### Dataset records
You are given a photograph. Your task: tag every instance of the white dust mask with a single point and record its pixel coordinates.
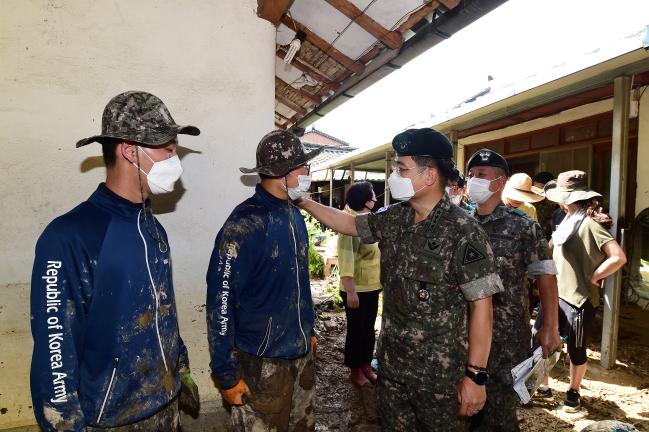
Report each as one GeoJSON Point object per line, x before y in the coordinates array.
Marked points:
{"type": "Point", "coordinates": [401, 187]}
{"type": "Point", "coordinates": [478, 189]}
{"type": "Point", "coordinates": [163, 175]}
{"type": "Point", "coordinates": [302, 188]}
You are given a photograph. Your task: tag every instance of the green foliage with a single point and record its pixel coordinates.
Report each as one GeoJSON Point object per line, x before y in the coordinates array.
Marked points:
{"type": "Point", "coordinates": [316, 263]}
{"type": "Point", "coordinates": [317, 234]}
{"type": "Point", "coordinates": [335, 295]}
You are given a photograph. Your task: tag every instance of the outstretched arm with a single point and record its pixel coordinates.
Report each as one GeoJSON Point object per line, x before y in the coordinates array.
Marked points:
{"type": "Point", "coordinates": [337, 220]}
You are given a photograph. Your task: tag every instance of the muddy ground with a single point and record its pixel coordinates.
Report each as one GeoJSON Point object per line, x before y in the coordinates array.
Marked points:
{"type": "Point", "coordinates": [621, 393]}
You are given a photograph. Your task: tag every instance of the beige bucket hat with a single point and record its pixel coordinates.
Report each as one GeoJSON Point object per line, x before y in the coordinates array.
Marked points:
{"type": "Point", "coordinates": [519, 188]}
{"type": "Point", "coordinates": [570, 187]}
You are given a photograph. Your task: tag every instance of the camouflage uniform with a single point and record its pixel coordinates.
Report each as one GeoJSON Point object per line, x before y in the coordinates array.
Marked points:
{"type": "Point", "coordinates": [544, 211]}
{"type": "Point", "coordinates": [282, 394]}
{"type": "Point", "coordinates": [521, 251]}
{"type": "Point", "coordinates": [429, 272]}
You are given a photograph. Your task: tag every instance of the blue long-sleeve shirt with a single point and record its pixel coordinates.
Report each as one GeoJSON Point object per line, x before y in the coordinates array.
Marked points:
{"type": "Point", "coordinates": [258, 292]}
{"type": "Point", "coordinates": [97, 357]}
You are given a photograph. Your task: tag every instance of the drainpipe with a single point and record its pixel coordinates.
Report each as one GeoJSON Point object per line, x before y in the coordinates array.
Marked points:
{"type": "Point", "coordinates": [619, 183]}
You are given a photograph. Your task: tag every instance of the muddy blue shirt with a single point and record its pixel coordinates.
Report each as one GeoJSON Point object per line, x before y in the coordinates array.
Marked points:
{"type": "Point", "coordinates": [258, 292]}
{"type": "Point", "coordinates": [97, 356]}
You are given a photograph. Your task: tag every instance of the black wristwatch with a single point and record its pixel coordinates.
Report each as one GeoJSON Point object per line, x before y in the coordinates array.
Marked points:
{"type": "Point", "coordinates": [479, 377]}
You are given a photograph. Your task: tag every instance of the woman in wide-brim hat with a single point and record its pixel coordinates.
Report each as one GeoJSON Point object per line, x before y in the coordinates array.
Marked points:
{"type": "Point", "coordinates": [519, 193]}
{"type": "Point", "coordinates": [585, 253]}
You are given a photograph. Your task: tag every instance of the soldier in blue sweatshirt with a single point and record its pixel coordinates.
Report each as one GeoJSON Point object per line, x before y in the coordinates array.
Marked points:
{"type": "Point", "coordinates": [107, 350]}
{"type": "Point", "coordinates": [259, 308]}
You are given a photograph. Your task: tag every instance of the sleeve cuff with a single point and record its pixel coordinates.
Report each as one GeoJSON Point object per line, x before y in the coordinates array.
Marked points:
{"type": "Point", "coordinates": [183, 360]}
{"type": "Point", "coordinates": [483, 287]}
{"type": "Point", "coordinates": [226, 381]}
{"type": "Point", "coordinates": [363, 228]}
{"type": "Point", "coordinates": [539, 268]}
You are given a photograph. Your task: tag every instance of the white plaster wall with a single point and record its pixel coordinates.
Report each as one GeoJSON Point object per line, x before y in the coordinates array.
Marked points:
{"type": "Point", "coordinates": [212, 63]}
{"type": "Point", "coordinates": [642, 193]}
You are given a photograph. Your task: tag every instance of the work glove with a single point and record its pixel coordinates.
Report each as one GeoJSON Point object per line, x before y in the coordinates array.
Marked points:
{"type": "Point", "coordinates": [314, 344]}
{"type": "Point", "coordinates": [189, 399]}
{"type": "Point", "coordinates": [233, 396]}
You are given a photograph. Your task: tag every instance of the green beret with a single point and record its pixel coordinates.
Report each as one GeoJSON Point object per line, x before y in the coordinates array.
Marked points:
{"type": "Point", "coordinates": [422, 142]}
{"type": "Point", "coordinates": [486, 157]}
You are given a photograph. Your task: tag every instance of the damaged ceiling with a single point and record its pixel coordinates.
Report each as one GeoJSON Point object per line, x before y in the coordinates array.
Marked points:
{"type": "Point", "coordinates": [347, 45]}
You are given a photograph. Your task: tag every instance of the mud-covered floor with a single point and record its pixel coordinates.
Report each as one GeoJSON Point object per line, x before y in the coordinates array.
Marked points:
{"type": "Point", "coordinates": [621, 393]}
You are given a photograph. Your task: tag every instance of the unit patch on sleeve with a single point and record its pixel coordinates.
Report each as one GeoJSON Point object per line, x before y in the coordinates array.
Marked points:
{"type": "Point", "coordinates": [472, 255]}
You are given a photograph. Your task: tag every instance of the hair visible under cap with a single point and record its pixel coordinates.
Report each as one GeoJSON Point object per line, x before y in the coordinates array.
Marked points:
{"type": "Point", "coordinates": [358, 194]}
{"type": "Point", "coordinates": [109, 150]}
{"type": "Point", "coordinates": [543, 177]}
{"type": "Point", "coordinates": [445, 167]}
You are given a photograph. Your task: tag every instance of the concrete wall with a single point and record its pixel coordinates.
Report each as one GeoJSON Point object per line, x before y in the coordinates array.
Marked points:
{"type": "Point", "coordinates": [642, 193]}
{"type": "Point", "coordinates": [211, 62]}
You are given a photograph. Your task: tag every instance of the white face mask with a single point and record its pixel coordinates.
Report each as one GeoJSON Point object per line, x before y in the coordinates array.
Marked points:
{"type": "Point", "coordinates": [400, 187]}
{"type": "Point", "coordinates": [456, 199]}
{"type": "Point", "coordinates": [478, 189]}
{"type": "Point", "coordinates": [163, 175]}
{"type": "Point", "coordinates": [302, 188]}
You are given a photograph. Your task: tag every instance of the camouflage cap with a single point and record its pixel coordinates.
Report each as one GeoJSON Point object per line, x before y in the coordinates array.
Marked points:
{"type": "Point", "coordinates": [138, 117]}
{"type": "Point", "coordinates": [278, 153]}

### Exercise prompt
Pictures aside, repeat each entry in full and without change.

### Reply to the exercise
You are given a photograph. Your task: tag every instance of the white dust mask with a single point and record its pixel coordinates.
Report each as one GeoJSON Point object per line, x before y in the coordinates array.
Marked points:
{"type": "Point", "coordinates": [401, 187]}
{"type": "Point", "coordinates": [478, 189]}
{"type": "Point", "coordinates": [163, 175]}
{"type": "Point", "coordinates": [302, 188]}
You are given a photograph. Your task: tag every instance of the green foliage with a single point and record its pixel coordinates.
Report each as one GeoJSON Point object per line, x before y in the coordinates array.
Marked points:
{"type": "Point", "coordinates": [316, 263]}
{"type": "Point", "coordinates": [317, 234]}
{"type": "Point", "coordinates": [335, 295]}
You are given a photograph. Your task: tag every instance of the outstretched arm with a single point and record its pixel coordinates.
Report each as one GeoJSON Point object per line, x before y in the coordinates array.
Marked points:
{"type": "Point", "coordinates": [337, 220]}
You are given a photograph. Your task: tag every instance of the muddy ground with a single point and record its pixel coordinates.
Report each as one GeoJSON Point object per line, x before y in the coordinates array.
Marked points:
{"type": "Point", "coordinates": [621, 393]}
You are given a photograph. Your task: tag every instance of the beige bucket hat with a single point and record its pixel coordinates.
Report each as one GeoJSON Point object per line, x before y in the coordinates array.
Marked points:
{"type": "Point", "coordinates": [519, 188]}
{"type": "Point", "coordinates": [570, 187]}
You are given a photograph. Your task: tag every instance of the camouflage uniform with a single point and record its pixel coordinates.
Report each as one GeoJSON Point object per line, x before y in the coordinates array.
Marked points:
{"type": "Point", "coordinates": [544, 211]}
{"type": "Point", "coordinates": [282, 394]}
{"type": "Point", "coordinates": [521, 251]}
{"type": "Point", "coordinates": [429, 272]}
You are given a photograph. Your task: tag every instance of the blue long-sleeve shirt with a single point and record its pixel coordinates.
Report each as one GeoJSON Point object per line, x before y in the coordinates array.
Marked points:
{"type": "Point", "coordinates": [258, 292]}
{"type": "Point", "coordinates": [97, 357]}
You are given a photograph. Your task: tag every instance of the drainpipe with a single point and record its pixel coordinates.
Report each as one GeoJSON Point object per line, x before y in the coordinates array.
Marked points:
{"type": "Point", "coordinates": [619, 183]}
You are given a photograph. Your task: tag every instance of the muddy blue shirt with a single point and record its pixel coordinates.
Report each as one GeoJSON Point object per line, x before y in the coordinates array.
Marked points:
{"type": "Point", "coordinates": [258, 292]}
{"type": "Point", "coordinates": [97, 356]}
You are given a photograph. Your task: tag every instance of the black wristwatch with a single point and record its pixel coordinates.
Report each as one GeoJSON Point object per line, x before y in the coordinates array.
Marked points:
{"type": "Point", "coordinates": [479, 377]}
You are given a photograph. Your task: tag every instance of the woman in wide-brim hat with a single point and record its pixel coordinates.
Report each as one GeoJSON Point object per line, x before y in the coordinates array.
Marked points:
{"type": "Point", "coordinates": [519, 193]}
{"type": "Point", "coordinates": [585, 253]}
You are given a photograph. Your task: tag every instance of the soldier in blue sweatshirt with a single point and record its pixel coordinates.
Report each as one GeoJSON Point object per line, x before y in the coordinates array.
Marked points:
{"type": "Point", "coordinates": [107, 350]}
{"type": "Point", "coordinates": [259, 308]}
You are given a photograph. Your task: tag every instance of the sleeve cuff with a single point and record its pixel coordinates.
Report each as one GeoJSON Point object per line, x before y in the coordinates array.
Marked points:
{"type": "Point", "coordinates": [183, 360]}
{"type": "Point", "coordinates": [483, 287]}
{"type": "Point", "coordinates": [226, 381]}
{"type": "Point", "coordinates": [363, 228]}
{"type": "Point", "coordinates": [539, 268]}
You are given a photograph. Your task: tag every instance of the white plaster wall with a single point and record its pixel coordinates.
Report each as one GeoJSON Point object per line, x before y in the coordinates array.
Marked points:
{"type": "Point", "coordinates": [212, 63]}
{"type": "Point", "coordinates": [642, 193]}
You are given a photograph. Your task: tag every instance of the work glove with a single point and record its pixel coordinates.
Report each as one GeoJSON Point object per line, x before y in the coordinates array.
Marked points:
{"type": "Point", "coordinates": [314, 344]}
{"type": "Point", "coordinates": [189, 399]}
{"type": "Point", "coordinates": [233, 396]}
You are given a photograph. Your task: tag every instance of the green beret with a single point and record its pixel coordinates.
Report each as one GeoJSON Point object per line, x before y in the coordinates array.
Marked points:
{"type": "Point", "coordinates": [422, 142]}
{"type": "Point", "coordinates": [486, 157]}
You are given a photograph. Your task: tag every instance of the damaged ceiling with a single point and record its pixel coordinates.
Report each as one GeoJSON Point object per line, x before y in the coordinates array.
Marked points:
{"type": "Point", "coordinates": [347, 45]}
You are given a photograph. Your task: tag every instance of the mud-covered floor with a single point and record its pixel coordinates.
Report each as one GeoJSON Point object per line, x before y in the coordinates array.
Marked points:
{"type": "Point", "coordinates": [621, 393]}
You are given a photograph. Your task: tag every instance of the unit patch on sleeve with a single point and record its pixel coordinates.
Report each as one GeoJSON Point object per line, x before y in the coordinates array.
Marked points:
{"type": "Point", "coordinates": [472, 255]}
You are given a photograph. Your task: tag every instance of the hair visible under cap with a single point and record its pixel coordinates.
Report each as one GeoJSON Point object per line, x before y in the coordinates array.
Marked points:
{"type": "Point", "coordinates": [358, 194]}
{"type": "Point", "coordinates": [109, 150]}
{"type": "Point", "coordinates": [543, 177]}
{"type": "Point", "coordinates": [445, 167]}
You are given a photograph. Your task: tag every instance of the concrete wall with a single point and record its pixel coordinates.
Report each as one GeoJSON Point object per line, x before y in the coordinates array.
Marked points:
{"type": "Point", "coordinates": [642, 193]}
{"type": "Point", "coordinates": [211, 62]}
You are given a photograph. Your task: tag every instance of the white face mask with a single point and record its pixel coordinates.
Report each as one GeoJSON Point object per line, x before y in the coordinates array.
Marked points:
{"type": "Point", "coordinates": [400, 187]}
{"type": "Point", "coordinates": [456, 199]}
{"type": "Point", "coordinates": [478, 189]}
{"type": "Point", "coordinates": [163, 175]}
{"type": "Point", "coordinates": [302, 188]}
You are given a photograph. Your task: tag every instance of the camouflage cap with a single point and record its pixel coordinates.
Report each as one GeoJSON Point object per line, x before y in the coordinates array.
Marked points:
{"type": "Point", "coordinates": [138, 117]}
{"type": "Point", "coordinates": [278, 153]}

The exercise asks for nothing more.